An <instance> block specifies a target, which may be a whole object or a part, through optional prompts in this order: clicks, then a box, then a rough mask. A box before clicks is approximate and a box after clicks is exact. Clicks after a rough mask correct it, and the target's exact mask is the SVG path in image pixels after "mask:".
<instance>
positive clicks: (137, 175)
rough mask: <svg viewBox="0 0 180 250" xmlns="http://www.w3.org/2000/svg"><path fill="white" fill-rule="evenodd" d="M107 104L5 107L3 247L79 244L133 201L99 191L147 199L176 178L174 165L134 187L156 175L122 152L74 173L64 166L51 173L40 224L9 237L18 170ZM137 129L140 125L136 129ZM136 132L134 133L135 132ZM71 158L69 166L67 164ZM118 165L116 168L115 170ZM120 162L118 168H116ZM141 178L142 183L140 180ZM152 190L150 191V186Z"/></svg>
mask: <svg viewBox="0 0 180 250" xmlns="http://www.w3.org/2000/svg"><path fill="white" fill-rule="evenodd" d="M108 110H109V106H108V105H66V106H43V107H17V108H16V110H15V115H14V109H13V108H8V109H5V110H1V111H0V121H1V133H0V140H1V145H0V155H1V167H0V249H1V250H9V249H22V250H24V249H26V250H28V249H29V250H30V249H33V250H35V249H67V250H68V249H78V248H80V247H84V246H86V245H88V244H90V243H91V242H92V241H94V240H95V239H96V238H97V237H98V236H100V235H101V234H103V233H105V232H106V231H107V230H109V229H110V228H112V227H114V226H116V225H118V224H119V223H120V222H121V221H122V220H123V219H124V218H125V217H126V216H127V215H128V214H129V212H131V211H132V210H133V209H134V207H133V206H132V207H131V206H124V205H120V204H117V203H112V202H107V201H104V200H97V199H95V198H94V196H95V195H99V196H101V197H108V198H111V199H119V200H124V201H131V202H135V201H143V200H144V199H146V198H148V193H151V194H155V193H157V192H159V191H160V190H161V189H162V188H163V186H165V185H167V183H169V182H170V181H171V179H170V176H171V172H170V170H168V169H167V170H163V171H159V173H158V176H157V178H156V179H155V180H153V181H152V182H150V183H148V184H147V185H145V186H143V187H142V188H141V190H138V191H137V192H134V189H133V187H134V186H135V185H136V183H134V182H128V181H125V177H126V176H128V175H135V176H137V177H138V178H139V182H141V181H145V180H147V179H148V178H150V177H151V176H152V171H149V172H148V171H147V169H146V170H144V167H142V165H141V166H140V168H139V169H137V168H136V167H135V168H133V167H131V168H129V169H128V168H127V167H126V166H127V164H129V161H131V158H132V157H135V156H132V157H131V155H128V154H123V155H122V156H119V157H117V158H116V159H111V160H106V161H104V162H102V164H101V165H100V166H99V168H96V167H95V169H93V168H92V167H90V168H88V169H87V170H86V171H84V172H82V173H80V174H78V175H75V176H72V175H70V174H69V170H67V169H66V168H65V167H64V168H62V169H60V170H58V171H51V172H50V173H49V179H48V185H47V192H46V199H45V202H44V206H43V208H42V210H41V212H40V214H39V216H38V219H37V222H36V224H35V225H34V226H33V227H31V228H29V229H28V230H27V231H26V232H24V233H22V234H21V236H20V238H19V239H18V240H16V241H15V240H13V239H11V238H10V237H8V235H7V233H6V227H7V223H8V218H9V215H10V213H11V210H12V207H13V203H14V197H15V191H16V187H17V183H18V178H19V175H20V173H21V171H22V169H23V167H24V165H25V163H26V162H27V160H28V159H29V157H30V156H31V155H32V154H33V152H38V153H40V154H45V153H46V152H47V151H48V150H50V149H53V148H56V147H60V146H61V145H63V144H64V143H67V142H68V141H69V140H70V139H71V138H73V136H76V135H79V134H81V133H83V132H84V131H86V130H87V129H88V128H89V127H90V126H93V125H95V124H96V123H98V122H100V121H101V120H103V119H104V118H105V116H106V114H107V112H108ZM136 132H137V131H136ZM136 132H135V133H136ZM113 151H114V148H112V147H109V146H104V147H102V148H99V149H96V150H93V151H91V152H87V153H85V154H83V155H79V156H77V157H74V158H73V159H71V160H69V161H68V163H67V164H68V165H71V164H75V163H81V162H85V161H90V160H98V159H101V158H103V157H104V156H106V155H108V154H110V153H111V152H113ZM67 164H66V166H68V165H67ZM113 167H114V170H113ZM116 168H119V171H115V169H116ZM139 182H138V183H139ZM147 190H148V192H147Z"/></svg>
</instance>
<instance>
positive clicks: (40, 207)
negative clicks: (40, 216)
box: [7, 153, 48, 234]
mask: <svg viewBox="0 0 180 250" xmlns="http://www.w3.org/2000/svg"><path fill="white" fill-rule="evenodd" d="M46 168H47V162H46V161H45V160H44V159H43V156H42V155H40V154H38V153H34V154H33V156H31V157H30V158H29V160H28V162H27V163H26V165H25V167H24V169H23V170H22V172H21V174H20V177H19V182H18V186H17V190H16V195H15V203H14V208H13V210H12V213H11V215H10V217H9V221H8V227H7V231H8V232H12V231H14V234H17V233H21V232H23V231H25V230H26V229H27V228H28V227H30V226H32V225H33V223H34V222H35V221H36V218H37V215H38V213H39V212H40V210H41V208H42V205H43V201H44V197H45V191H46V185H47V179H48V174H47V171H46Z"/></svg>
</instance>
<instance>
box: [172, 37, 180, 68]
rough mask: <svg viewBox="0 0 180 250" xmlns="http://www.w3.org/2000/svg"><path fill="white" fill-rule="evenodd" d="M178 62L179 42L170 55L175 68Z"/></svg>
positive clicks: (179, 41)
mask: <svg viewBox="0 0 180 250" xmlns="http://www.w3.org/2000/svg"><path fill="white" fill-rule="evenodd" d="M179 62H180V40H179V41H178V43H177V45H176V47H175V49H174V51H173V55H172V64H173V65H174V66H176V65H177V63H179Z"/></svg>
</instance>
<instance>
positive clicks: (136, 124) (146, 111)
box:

Task brief: Extract every line of the data above that contains the string "clicks".

Response for this exercise:
An <instance> block specifies a target, which may be a whole object or a part, through optional prompts in this order: clicks, then a box, then a rough mask. A box before clicks is approximate and a box after clicks is exact. Clicks after a rough mask correct it, and the target's exact mask is the SVG path in image pixels after "mask:".
positive clicks: (137, 175)
positive clicks: (40, 207)
negative clicks: (40, 216)
positive clicks: (179, 41)
positive clicks: (136, 124) (146, 111)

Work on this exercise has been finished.